### Requirement
Copy every line of the listing below exactly as it appears, with nothing changed or left out.

### Information provided
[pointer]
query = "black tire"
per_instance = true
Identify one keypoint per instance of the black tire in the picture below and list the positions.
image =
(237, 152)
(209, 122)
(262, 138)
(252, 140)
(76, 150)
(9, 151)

### Exercise answer
[pointer]
query = "black tire"
per_instance = true
Identify one keypoint per instance of the black tire in the picture below and list the positions.
image =
(237, 152)
(209, 122)
(262, 138)
(252, 140)
(76, 150)
(9, 151)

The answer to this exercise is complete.